Exercise objective: An exact copy of all the data is the required output.

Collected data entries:
- - -

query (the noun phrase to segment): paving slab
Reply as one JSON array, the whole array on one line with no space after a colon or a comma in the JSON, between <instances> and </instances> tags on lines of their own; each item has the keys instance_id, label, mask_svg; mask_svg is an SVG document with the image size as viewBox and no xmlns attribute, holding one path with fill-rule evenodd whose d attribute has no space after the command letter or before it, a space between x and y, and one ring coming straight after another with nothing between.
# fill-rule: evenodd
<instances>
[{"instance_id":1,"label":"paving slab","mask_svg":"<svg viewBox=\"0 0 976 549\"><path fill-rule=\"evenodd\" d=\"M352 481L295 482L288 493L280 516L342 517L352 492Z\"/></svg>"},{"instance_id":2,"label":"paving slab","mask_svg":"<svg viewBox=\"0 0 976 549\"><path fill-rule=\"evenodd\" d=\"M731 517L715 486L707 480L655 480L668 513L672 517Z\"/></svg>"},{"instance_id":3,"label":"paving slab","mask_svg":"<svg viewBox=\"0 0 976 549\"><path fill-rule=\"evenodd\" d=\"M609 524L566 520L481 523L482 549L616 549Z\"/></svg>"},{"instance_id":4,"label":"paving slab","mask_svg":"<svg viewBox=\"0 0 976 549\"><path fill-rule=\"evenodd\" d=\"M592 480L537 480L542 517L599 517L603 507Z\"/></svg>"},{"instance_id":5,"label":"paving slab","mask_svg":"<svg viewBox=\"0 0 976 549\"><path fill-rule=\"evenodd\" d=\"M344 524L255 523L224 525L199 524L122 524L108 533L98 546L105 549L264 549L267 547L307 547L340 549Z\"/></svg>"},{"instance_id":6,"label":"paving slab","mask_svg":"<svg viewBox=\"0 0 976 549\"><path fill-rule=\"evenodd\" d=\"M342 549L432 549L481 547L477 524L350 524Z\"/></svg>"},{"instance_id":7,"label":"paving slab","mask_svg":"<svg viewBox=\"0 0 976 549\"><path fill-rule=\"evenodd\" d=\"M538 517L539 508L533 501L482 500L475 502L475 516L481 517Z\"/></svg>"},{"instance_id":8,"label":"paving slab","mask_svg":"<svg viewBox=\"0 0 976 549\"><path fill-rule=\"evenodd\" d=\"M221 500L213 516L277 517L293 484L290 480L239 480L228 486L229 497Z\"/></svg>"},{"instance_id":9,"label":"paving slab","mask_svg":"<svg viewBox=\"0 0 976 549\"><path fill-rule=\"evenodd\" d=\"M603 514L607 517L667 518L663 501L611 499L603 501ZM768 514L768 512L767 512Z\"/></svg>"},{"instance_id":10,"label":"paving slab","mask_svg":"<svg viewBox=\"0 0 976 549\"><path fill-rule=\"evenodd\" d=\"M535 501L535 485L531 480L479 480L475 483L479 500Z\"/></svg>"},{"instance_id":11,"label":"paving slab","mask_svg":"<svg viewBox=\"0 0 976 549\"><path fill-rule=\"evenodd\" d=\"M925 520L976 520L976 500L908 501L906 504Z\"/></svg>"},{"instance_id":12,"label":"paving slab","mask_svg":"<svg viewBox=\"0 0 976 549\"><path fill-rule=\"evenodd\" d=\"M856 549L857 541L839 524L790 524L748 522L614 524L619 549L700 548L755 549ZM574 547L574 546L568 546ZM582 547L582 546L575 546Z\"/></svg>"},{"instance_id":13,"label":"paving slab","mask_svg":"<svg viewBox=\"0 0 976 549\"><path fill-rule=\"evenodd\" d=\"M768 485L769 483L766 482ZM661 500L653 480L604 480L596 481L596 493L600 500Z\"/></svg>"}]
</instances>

- - -

Written answer:
query (the noun phrase to segment): paving slab
Reply as one JSON array, the whole array on one line with no space after a colon or a comma in the JSON, between <instances> and </instances> tags on lines of their own; each item has the keys instance_id, label, mask_svg; mask_svg is an SVG document with the image size as viewBox and no xmlns attribute, holding one path with fill-rule evenodd whose d attribute has no space after the command letter or before it, a space between x and y, and one ring coming straight after another with nothing between.
# fill-rule: evenodd
<instances>
[{"instance_id":1,"label":"paving slab","mask_svg":"<svg viewBox=\"0 0 976 549\"><path fill-rule=\"evenodd\" d=\"M352 481L295 482L288 493L280 516L342 517L352 492Z\"/></svg>"},{"instance_id":2,"label":"paving slab","mask_svg":"<svg viewBox=\"0 0 976 549\"><path fill-rule=\"evenodd\" d=\"M731 517L715 486L707 480L655 480L668 513L672 517Z\"/></svg>"},{"instance_id":3,"label":"paving slab","mask_svg":"<svg viewBox=\"0 0 976 549\"><path fill-rule=\"evenodd\" d=\"M609 524L566 520L481 523L482 549L616 549Z\"/></svg>"},{"instance_id":4,"label":"paving slab","mask_svg":"<svg viewBox=\"0 0 976 549\"><path fill-rule=\"evenodd\" d=\"M592 480L537 480L542 517L599 517L603 507Z\"/></svg>"},{"instance_id":5,"label":"paving slab","mask_svg":"<svg viewBox=\"0 0 976 549\"><path fill-rule=\"evenodd\" d=\"M344 524L255 523L224 525L199 524L122 524L108 533L98 546L105 549L264 549L267 547L307 547L340 549Z\"/></svg>"},{"instance_id":6,"label":"paving slab","mask_svg":"<svg viewBox=\"0 0 976 549\"><path fill-rule=\"evenodd\" d=\"M342 549L432 549L481 547L477 524L350 524Z\"/></svg>"},{"instance_id":7,"label":"paving slab","mask_svg":"<svg viewBox=\"0 0 976 549\"><path fill-rule=\"evenodd\" d=\"M538 517L539 508L533 501L482 500L475 502L475 516L481 517Z\"/></svg>"},{"instance_id":8,"label":"paving slab","mask_svg":"<svg viewBox=\"0 0 976 549\"><path fill-rule=\"evenodd\" d=\"M221 500L213 516L277 517L293 484L290 480L239 480L228 486L229 497Z\"/></svg>"},{"instance_id":9,"label":"paving slab","mask_svg":"<svg viewBox=\"0 0 976 549\"><path fill-rule=\"evenodd\" d=\"M603 514L607 517L667 518L663 501L611 499L603 501ZM768 514L768 512L767 512Z\"/></svg>"},{"instance_id":10,"label":"paving slab","mask_svg":"<svg viewBox=\"0 0 976 549\"><path fill-rule=\"evenodd\" d=\"M535 501L535 485L531 480L479 480L475 483L479 500Z\"/></svg>"},{"instance_id":11,"label":"paving slab","mask_svg":"<svg viewBox=\"0 0 976 549\"><path fill-rule=\"evenodd\" d=\"M925 520L976 520L976 500L908 501L906 504Z\"/></svg>"},{"instance_id":12,"label":"paving slab","mask_svg":"<svg viewBox=\"0 0 976 549\"><path fill-rule=\"evenodd\" d=\"M856 549L857 541L839 524L790 524L748 522L614 524L619 549L700 548L755 549ZM574 547L574 546L568 546ZM582 547L582 546L575 546Z\"/></svg>"},{"instance_id":13,"label":"paving slab","mask_svg":"<svg viewBox=\"0 0 976 549\"><path fill-rule=\"evenodd\" d=\"M768 485L769 483L766 482ZM661 500L653 480L604 480L596 481L596 493L600 500Z\"/></svg>"}]
</instances>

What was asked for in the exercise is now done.